WHAT THIS TASK INVOLVES: Set down every line from the one with "point per instance: main" to the end of the entries, both ends included, exactly as it reads and without pictures.

(Saved entries)
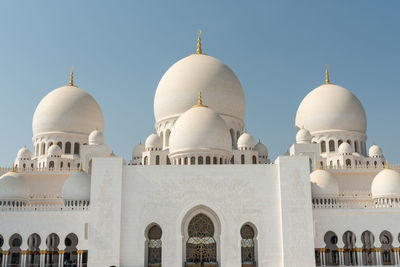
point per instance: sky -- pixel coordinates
(121, 49)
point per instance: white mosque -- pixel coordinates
(200, 191)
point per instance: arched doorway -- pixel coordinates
(248, 246)
(33, 253)
(71, 252)
(201, 247)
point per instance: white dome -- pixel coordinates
(77, 186)
(138, 150)
(96, 138)
(345, 149)
(54, 151)
(221, 88)
(375, 152)
(24, 153)
(386, 184)
(323, 184)
(153, 141)
(303, 136)
(261, 149)
(200, 129)
(68, 109)
(246, 141)
(13, 187)
(331, 107)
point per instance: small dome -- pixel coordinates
(261, 149)
(54, 151)
(386, 184)
(96, 138)
(200, 129)
(77, 187)
(153, 142)
(331, 107)
(345, 149)
(24, 154)
(138, 150)
(375, 152)
(13, 187)
(323, 184)
(68, 109)
(246, 141)
(303, 136)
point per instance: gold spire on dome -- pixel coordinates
(199, 51)
(71, 78)
(327, 75)
(199, 102)
(387, 165)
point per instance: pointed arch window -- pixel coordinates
(154, 246)
(247, 244)
(201, 248)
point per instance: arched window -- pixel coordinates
(387, 254)
(167, 134)
(323, 147)
(33, 255)
(331, 146)
(68, 148)
(201, 248)
(350, 253)
(368, 252)
(1, 244)
(51, 257)
(71, 252)
(232, 132)
(154, 246)
(14, 256)
(348, 162)
(43, 150)
(331, 249)
(76, 148)
(248, 244)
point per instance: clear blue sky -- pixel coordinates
(120, 50)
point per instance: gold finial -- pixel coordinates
(71, 78)
(327, 75)
(199, 51)
(387, 165)
(199, 102)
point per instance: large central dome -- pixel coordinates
(221, 88)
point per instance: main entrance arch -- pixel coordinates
(201, 232)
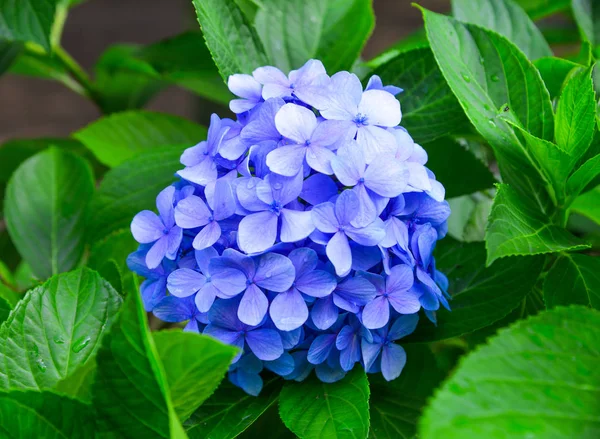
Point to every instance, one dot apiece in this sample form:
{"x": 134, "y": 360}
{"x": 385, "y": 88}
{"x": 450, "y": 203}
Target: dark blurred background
{"x": 34, "y": 108}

ANSWER SPACE:
point per instance: main entrance arch -- pixel coordinates
(201, 232)
Point to every instance, one dot apiece in this sample form:
{"x": 134, "y": 360}
{"x": 385, "y": 88}
{"x": 450, "y": 203}
Target: dark blurred background
{"x": 34, "y": 108}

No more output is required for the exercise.